## SELECTED TEXT
>> Start

06 Torchvision the First Step of Data Reading and Training

06 Torchvision The First Step of Data Reading and Training #

Hello, I’m Fang Yuan.

Today, we will begin our study on model training. If we think of a model as a car, then its development process can be seen as a complete production process, where every step is connected and essential. These steps include data loading, network design, choosing optimization methods and loss functions, as well as some auxiliary tools. In the future, you will try to build your own luxury car or optimize the works of predecessors by standing on their shoulders.

Imagine, if you are not clear about the methods used in these basic steps, can you proceed smoothly? Therefore, the goal of this module is to lay a solid foundation. By studying this module, you will have a clear understanding of the rich APIs provided by PyTorch.

Torchvision is a Python package used in conjunction with PyTorch, which contains many image processing tools. We will start with data processing, taking the first step in learning PyTorch. In this lesson, we will first introduce the commonly used datasets and their loading methods in Torchvision. In the next two lessons, I will guide you to explore commonly used image processing methods and other interesting features of Torchvision.

Data Loading in PyTorch #

The first step in training is data loading. PyTorch provides a convenient data loading mechanism by using the combination of the Dataset class and the DataLoader class to obtain a data iterator. During training or prediction, the data iterator can output the required data for each batch and perform corresponding data preprocessing and data augmentation operations.

Now let’s take a look at the Dataset class and the DataLoader class.

Dataset Class #

The Dataset class in PyTorch is an abstract class that can be used to represent a dataset. We can customize the format, size, and other properties of the dataset by inheriting the Dataset class, and later it can be directly used by the DataLoader class.

>> End

## RECORDS SHOWN
>> Start

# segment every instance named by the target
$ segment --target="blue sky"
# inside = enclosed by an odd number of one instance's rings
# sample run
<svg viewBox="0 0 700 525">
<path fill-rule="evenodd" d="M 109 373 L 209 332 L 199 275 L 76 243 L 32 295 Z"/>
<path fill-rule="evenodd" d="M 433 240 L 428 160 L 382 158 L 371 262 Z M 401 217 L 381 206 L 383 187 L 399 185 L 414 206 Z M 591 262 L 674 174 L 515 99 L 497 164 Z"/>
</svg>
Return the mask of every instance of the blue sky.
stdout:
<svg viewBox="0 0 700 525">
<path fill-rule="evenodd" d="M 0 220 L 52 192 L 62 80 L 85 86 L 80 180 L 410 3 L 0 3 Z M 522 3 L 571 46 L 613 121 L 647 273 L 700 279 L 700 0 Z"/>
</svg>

>> End

## SET EXERCISE
Repeat the part of the Torchvision lesson text starting at "Torchvision is a" and ending at "and the DataLoader class.", keeping every word unchanged.

## EXPECTED OUTPUT
Torchvision is a Python package used in conjunction with PyTorch, which contains many image processing tools. We will start with data processing, taking the first step in learning PyTorch. In this lesson, we will first introduce the commonly used datasets and their loading methods in Torchvision. In the next two lessons, I will guide you to explore commonly used image processing methods and other interesting features of Torchvision.

Data Loading in PyTorch #

The first step in training is data loading. PyTorch provides a convenient data loading mechanism by using the combination of the Dataset class and the DataLoader class to obtain a data iterator. During training or prediction, the data iterator can output the required data for each batch and perform corresponding data preprocessing and data augmentation operations.

Now let’s take a look at the Dataset class and the DataLoader class.